Stated goal>
Render every line of the entries below as a JSON list of strings, one string per line, omitting blank lines and leaving out the pictures.
++++++++++++++++++++
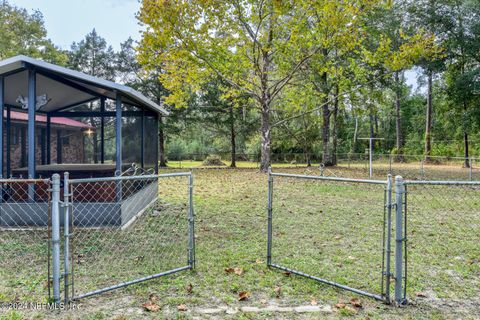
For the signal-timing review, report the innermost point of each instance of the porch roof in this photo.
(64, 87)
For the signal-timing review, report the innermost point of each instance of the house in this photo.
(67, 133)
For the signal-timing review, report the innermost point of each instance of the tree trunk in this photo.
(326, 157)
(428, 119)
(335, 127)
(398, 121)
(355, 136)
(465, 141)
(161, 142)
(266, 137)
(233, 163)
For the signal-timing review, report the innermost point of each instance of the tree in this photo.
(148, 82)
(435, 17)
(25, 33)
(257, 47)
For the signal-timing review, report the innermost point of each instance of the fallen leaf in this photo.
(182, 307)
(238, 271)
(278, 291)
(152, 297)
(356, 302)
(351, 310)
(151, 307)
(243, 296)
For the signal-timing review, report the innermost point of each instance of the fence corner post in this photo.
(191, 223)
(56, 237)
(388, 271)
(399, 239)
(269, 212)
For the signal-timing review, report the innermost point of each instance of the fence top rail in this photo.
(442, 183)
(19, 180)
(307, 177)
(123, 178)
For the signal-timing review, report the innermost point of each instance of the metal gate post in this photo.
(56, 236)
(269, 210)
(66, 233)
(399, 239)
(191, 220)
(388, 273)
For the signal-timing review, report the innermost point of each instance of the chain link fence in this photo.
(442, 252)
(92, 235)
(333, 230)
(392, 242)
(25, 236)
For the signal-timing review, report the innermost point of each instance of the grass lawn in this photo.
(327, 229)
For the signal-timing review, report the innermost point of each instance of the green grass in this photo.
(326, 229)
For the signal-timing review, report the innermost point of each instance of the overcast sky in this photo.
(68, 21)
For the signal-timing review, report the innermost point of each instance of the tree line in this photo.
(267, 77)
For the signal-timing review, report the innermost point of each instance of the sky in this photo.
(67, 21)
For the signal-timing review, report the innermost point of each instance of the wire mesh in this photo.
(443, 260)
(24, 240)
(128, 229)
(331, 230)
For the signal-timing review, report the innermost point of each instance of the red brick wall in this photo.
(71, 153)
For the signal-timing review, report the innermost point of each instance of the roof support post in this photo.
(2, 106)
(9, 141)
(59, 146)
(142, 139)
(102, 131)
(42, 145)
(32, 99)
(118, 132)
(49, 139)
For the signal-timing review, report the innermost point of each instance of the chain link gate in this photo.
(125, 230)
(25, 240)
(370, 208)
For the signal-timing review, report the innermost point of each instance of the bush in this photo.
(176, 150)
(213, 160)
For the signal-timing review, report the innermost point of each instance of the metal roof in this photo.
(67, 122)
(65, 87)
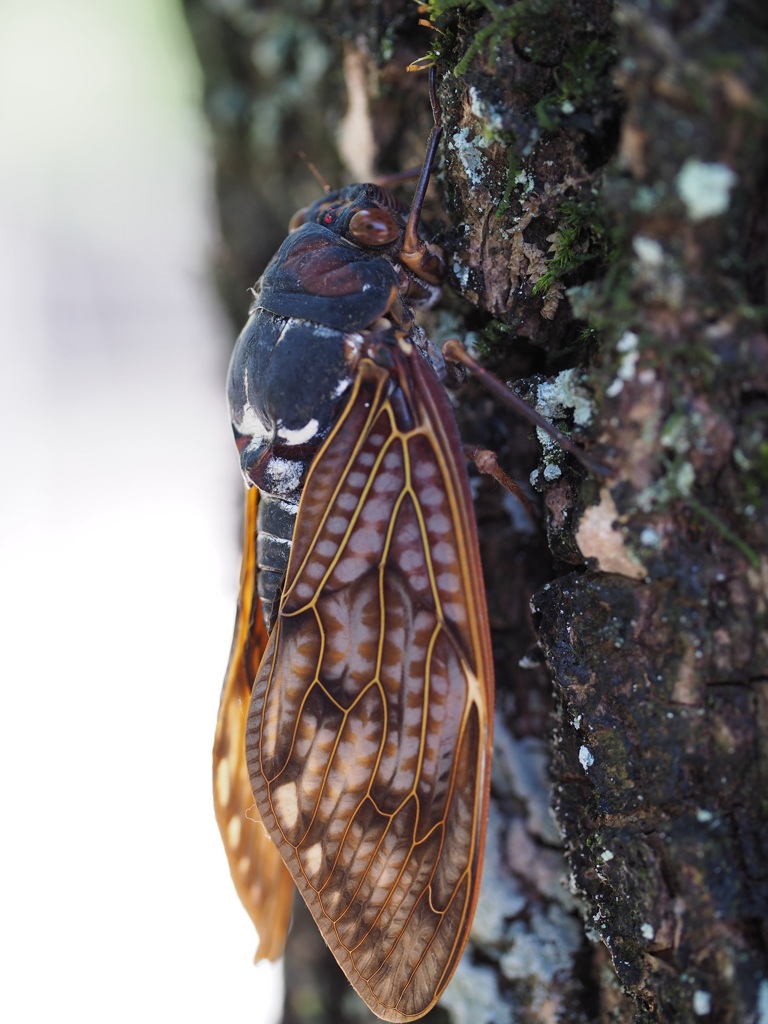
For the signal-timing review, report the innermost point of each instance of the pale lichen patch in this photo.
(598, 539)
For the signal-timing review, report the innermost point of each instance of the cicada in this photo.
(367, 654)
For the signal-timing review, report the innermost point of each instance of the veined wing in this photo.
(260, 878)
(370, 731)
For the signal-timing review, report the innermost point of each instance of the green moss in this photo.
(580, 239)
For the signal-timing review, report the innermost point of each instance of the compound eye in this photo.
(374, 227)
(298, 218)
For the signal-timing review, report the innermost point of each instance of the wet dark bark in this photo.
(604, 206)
++++++++++++++++++++
Answer to the problem>
[
  "For the signal-timing review, report the innermost point of each instance of the porch roof in this photo.",
  "(64, 87)",
  "For the signal-timing review, report the innermost point of each instance of the house in this photo.",
  "(67, 133)",
  "For the signal-timing review, report the innermost point of each instance of the tree trunk in this photo.",
  "(326, 157)",
  "(428, 119)",
  "(335, 127)",
  "(398, 121)",
  "(355, 136)",
  "(465, 141)",
  "(161, 142)",
  "(266, 137)",
  "(233, 163)",
  "For the signal-timing review, report the innermost point of each instance of the tree in this photo.",
  "(148, 82)",
  "(435, 17)",
  "(25, 33)",
  "(257, 47)",
  "For the signal-timing review, report the innermost point of each instance of the fallen leaf in this photo.",
  "(182, 307)",
  "(238, 271)",
  "(278, 291)",
  "(152, 297)",
  "(356, 302)",
  "(351, 310)",
  "(151, 307)",
  "(243, 296)",
  "For the signal-timing review, report the innermost point of each instance of the fence corner post in this photo.",
  "(191, 223)",
  "(56, 237)",
  "(388, 271)",
  "(399, 239)",
  "(269, 212)",
  "For the signal-timing review, report the innermost point of each instance of the fence top rail in this photo.",
  "(442, 183)",
  "(19, 180)",
  "(307, 177)",
  "(123, 178)",
  "For the signal-timing review, report the innermost point of each instance of the metal gate post in this photo.",
  "(56, 236)",
  "(269, 210)",
  "(66, 233)",
  "(399, 239)",
  "(191, 220)",
  "(388, 273)",
  "For the signal-timing review, report the innermost point of each instance of the chain link fence in this photo.",
  "(442, 252)",
  "(92, 235)",
  "(333, 230)",
  "(392, 242)",
  "(25, 236)",
  "For the signal-timing review, report the innermost point of each instance of the grass lawn in this photo.",
  "(327, 229)",
  "For the signal-timing review, report the innermost point of each instance of the green grass in this photo.",
  "(326, 229)",
  "For the signal-timing review, report the innermost point of each instance of the overcast sky in this photo.",
  "(68, 21)",
  "For the signal-timing review, report the innermost point of each instance of the tree line in this photo.",
  "(267, 77)",
  "For the signal-timing review, report the innermost point of each instance of the sky in this photo.",
  "(67, 21)",
  "For the signal-timing review, report the innermost point of each instance of the wire mesh in this photo.",
  "(443, 260)",
  "(24, 240)",
  "(128, 229)",
  "(331, 230)",
  "For the signal-timing review, report the innermost point of each instance of the red brick wall in this photo.",
  "(71, 153)",
  "For the signal-timing review, report the innermost point of each instance of the roof support post in this photo.",
  "(2, 106)",
  "(9, 141)",
  "(59, 146)",
  "(142, 139)",
  "(102, 131)",
  "(42, 145)",
  "(32, 99)",
  "(118, 132)",
  "(49, 139)",
  "For the signal-timing review, report the innermost point of each instance of the chain link gate in this photo.",
  "(125, 230)",
  "(25, 240)",
  "(370, 208)",
  "For the signal-timing review, report the innermost point of each instance of the bush in this photo.",
  "(176, 150)",
  "(213, 160)",
  "For the signal-timing review, report the innermost point of each instance of the metal roof in this photo.",
  "(67, 122)",
  "(65, 87)",
  "For the signal-timing review, report the innermost point of each instance of the pale lichen patch in this photo.",
  "(598, 539)",
  "For the signal-timing review, report the innermost point of each instance of the cicada in this photo.",
  "(367, 654)",
  "For the signal-timing review, report the innermost point of each instance of the veined wing in this photo.",
  "(260, 878)",
  "(370, 731)",
  "For the signal-timing review, report the innermost point of each instance of the green moss in this photo.",
  "(580, 239)",
  "For the signal-timing review, report the innermost point of each instance of the compound eye in this photo.",
  "(374, 227)",
  "(298, 218)",
  "For the signal-timing review, report the innermost point of each instance of the wet dark bark in this photo.",
  "(604, 206)"
]